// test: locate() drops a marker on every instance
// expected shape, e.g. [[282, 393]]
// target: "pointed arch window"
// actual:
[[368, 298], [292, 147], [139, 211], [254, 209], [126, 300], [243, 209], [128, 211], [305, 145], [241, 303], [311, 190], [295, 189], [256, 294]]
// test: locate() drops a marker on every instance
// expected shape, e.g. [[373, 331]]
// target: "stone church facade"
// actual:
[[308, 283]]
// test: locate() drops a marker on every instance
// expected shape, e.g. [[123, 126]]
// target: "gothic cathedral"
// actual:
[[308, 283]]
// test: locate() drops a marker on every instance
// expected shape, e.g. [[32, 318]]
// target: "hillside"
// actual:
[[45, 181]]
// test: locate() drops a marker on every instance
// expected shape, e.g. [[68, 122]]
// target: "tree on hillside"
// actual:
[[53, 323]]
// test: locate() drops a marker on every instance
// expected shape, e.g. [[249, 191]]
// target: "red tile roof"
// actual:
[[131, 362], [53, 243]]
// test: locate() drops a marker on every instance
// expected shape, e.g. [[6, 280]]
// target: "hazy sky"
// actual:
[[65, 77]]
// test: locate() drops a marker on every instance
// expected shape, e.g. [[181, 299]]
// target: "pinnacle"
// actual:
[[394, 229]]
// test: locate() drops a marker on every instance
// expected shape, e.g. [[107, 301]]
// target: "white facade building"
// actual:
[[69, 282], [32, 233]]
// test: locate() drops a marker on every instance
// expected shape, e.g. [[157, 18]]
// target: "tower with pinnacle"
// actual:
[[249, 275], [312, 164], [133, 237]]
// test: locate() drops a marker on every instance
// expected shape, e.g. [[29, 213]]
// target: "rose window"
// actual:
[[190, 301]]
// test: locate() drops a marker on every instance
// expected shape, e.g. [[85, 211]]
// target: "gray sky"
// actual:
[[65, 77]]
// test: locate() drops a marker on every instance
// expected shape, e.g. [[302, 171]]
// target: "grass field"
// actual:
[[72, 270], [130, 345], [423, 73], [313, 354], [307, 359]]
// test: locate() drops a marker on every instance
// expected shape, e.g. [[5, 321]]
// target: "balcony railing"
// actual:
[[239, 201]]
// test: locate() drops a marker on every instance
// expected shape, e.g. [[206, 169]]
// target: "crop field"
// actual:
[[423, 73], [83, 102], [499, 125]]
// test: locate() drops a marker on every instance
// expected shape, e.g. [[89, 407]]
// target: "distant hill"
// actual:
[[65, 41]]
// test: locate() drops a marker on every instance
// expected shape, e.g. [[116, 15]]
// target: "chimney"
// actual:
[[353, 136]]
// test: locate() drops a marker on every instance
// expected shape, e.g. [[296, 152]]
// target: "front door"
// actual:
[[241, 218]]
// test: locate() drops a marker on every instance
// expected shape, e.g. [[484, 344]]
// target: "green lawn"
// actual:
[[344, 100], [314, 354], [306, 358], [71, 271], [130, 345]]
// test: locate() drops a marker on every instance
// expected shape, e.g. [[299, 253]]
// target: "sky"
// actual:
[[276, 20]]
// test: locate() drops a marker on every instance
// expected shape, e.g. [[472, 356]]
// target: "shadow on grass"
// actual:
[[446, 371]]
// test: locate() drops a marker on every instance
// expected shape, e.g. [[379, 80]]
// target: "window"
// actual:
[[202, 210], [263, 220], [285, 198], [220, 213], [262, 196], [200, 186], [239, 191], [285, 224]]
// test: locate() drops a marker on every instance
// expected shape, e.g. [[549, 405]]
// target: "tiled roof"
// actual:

-- -- --

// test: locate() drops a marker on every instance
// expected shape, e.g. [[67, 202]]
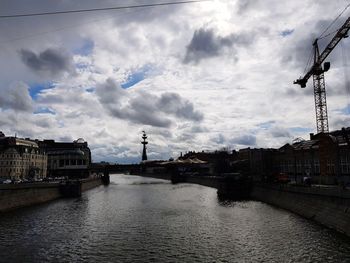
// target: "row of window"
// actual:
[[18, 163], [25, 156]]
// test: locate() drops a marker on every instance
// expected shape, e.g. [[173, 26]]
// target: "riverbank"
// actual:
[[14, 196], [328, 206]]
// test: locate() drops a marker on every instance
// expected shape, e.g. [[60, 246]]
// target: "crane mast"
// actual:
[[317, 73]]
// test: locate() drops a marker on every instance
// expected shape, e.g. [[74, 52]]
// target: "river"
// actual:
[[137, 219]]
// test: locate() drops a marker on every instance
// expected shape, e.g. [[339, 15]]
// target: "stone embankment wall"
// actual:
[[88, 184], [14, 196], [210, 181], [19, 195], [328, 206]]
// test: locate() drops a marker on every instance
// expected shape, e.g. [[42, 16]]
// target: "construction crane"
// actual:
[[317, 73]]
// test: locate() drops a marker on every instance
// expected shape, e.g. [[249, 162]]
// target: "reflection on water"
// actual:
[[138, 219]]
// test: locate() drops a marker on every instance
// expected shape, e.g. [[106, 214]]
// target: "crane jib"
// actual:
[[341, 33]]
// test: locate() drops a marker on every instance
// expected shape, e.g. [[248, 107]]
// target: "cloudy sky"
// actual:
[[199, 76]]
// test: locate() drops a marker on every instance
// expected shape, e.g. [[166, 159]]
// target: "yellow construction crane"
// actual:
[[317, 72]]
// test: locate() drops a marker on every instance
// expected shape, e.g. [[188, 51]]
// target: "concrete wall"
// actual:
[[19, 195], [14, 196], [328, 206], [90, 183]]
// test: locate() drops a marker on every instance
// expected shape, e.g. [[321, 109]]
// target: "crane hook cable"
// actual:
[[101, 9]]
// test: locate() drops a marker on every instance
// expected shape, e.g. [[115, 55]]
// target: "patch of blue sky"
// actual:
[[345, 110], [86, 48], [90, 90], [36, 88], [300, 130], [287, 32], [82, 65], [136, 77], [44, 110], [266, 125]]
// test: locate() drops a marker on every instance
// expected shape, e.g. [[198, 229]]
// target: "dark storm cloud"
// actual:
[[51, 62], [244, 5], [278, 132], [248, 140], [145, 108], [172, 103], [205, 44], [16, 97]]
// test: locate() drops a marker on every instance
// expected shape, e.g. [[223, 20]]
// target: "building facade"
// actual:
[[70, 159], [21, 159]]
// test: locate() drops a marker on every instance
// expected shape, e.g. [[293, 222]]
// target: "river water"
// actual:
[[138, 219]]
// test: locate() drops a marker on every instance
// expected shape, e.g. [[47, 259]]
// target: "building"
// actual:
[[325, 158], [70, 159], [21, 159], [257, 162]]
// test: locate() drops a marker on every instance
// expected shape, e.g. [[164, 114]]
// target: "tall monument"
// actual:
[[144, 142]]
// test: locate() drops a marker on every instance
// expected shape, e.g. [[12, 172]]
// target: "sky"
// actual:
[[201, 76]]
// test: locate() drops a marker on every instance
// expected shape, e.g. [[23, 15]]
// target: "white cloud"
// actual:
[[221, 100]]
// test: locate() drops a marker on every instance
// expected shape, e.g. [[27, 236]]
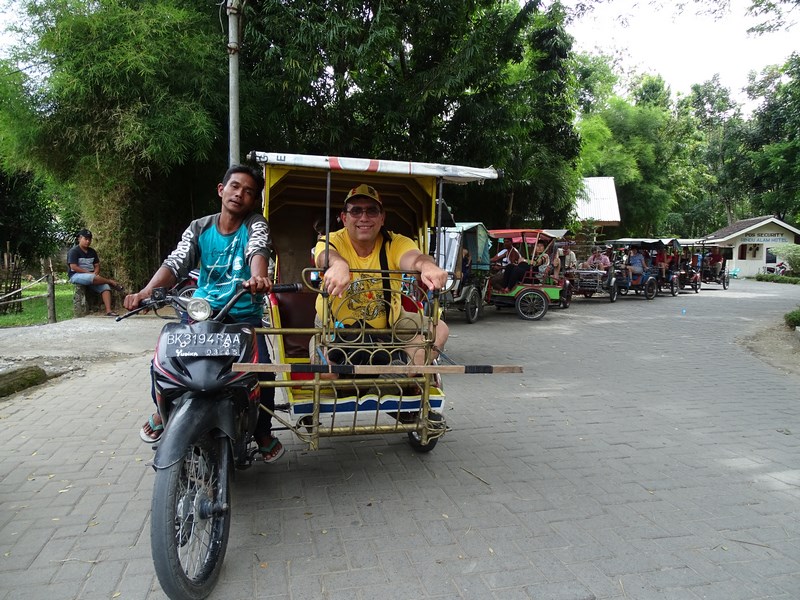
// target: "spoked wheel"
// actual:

-- -- --

▶ **YOUR OBJECTIVE**: Count how many lines in the material above hold the word "stone", then write the number and nothing more.

▶ **TASK OUTPUT**: 2